▶ **Directions**: Report every line in the listing below where the string "instance" shows up.

▬▬▬▬▬▬▬▬▬▬

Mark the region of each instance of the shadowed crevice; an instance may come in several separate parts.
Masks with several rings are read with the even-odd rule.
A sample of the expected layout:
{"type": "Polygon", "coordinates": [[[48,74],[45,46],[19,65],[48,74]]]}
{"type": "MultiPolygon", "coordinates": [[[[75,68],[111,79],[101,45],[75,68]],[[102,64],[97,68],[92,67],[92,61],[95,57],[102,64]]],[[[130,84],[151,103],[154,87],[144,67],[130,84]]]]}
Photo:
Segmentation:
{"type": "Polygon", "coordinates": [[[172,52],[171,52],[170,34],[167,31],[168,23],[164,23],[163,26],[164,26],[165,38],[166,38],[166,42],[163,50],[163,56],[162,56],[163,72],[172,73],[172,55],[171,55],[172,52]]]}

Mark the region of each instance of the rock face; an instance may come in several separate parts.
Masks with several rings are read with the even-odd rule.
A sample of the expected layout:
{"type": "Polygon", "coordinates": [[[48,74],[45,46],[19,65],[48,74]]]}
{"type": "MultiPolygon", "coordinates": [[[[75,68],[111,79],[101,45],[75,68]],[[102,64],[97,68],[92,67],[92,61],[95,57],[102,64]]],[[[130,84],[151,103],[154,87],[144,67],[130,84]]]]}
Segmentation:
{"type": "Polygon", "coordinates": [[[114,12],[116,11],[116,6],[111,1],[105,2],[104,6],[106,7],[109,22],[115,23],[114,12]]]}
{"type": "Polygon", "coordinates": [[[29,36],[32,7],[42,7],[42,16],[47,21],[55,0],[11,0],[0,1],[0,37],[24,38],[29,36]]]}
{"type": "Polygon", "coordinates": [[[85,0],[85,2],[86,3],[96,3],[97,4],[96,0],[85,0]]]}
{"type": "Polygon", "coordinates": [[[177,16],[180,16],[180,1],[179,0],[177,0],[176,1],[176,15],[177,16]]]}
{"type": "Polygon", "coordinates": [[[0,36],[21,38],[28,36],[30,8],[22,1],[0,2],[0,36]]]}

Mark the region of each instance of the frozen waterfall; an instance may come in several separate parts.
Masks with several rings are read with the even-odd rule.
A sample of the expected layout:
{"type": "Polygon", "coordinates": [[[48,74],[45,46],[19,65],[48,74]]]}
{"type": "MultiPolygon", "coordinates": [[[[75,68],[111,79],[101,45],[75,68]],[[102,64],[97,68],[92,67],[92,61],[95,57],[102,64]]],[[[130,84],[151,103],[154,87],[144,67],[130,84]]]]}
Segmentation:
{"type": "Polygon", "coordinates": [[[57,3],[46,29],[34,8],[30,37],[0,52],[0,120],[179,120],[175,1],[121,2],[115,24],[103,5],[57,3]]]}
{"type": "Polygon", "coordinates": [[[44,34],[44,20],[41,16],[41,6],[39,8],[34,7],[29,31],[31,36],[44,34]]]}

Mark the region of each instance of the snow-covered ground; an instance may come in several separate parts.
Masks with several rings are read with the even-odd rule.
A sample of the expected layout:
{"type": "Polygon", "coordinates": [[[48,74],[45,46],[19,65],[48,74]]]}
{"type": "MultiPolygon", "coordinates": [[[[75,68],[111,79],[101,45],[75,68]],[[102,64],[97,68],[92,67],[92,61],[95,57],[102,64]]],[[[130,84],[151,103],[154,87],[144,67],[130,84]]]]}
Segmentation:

▬▬▬▬▬▬▬▬▬▬

▶ **Written response**:
Mark the region of each instance of the shadowed crevice; an instance may come in several separate parts.
Mark the region of each instance of the rock face; an instance may come in several separate parts.
Mark the region of each instance of the frozen waterfall; an instance may come in several separate parts.
Mark the region of each instance of the snow-covered ground; an instance may come in several separate parts.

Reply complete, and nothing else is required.